Exercise passage »
□ □ □
Completed Research Project

Review of Palliative Care in Western Australia

Investigators: Aoun S, Kristjanson L

Funding: Health Department of WA

Abstract: The Palliative Care Review was undertaken to assess current service provision in the state and to project future needs for services. This review was undertaken by the Palliative Care Advisory Group in response to the Clinical Services Framework released by the Health Reform Implementation Taskforce (HRIT) in 2005. 

The methodology for the review consisted of a broad call for submissions,  interviews with key experts and stakeholders in the community, quantitative data collection and analysis of current service activity and utilisation and projection of service utilisation to 2015. and a literature review of the prevailing models of palliative care services in Australia and overseas.

The report contained 48 recommendations. Overall there was support for the existing model of palliative care in Western Australia that is essentially community-based with multidisciplinary teams linking with hospices and acute care hospitals, the latter operating on a consultative model of care. The first phase of this report has specifically responded to questions about allocation of beds in the metropolitan area and presented a benchmark for all public and private palliative care services in terms of levels of service, role delineation, linkages and resource profile. This benchmark will define and formalise relationships between services for future workforce planning and providing the appropriate mix of service levels, to meet the different needs of palliative care patients in the future.
□ □ □
Provided records »
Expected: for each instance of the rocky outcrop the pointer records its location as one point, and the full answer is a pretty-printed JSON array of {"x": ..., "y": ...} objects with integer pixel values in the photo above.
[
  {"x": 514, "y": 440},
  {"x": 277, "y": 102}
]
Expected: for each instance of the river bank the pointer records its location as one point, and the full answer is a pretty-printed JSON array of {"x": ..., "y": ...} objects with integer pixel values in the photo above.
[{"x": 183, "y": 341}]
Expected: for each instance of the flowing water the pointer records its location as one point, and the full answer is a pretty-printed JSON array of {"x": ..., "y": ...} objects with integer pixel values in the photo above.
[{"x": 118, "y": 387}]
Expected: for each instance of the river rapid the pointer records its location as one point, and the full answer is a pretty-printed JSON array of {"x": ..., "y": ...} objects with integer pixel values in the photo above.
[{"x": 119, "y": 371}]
□ □ □
Exercise brief »
Edit the palliative care review abstract, starting at the words "Funding: Health Department" and stopping after "Australia and overseas.", and put "written submissions" in place of "submissions".

Answer below »
Funding: Health Department of WA

Abstract: The Palliative Care Review was undertaken to assess current service provision in the state and to project future needs for services. This review was undertaken by the Palliative Care Advisory Group in response to the Clinical Services Framework released by the Health Reform Implementation Taskforce (HRIT) in 2005. 

The methodology for the review consisted of a broad call for written submissions,  interviews with key experts and stakeholders in the community, quantitative data collection and analysis of current service activity and utilisation and projection of service utilisation to 2015. and a literature review of the prevailing models of palliative care services in Australia and overseas.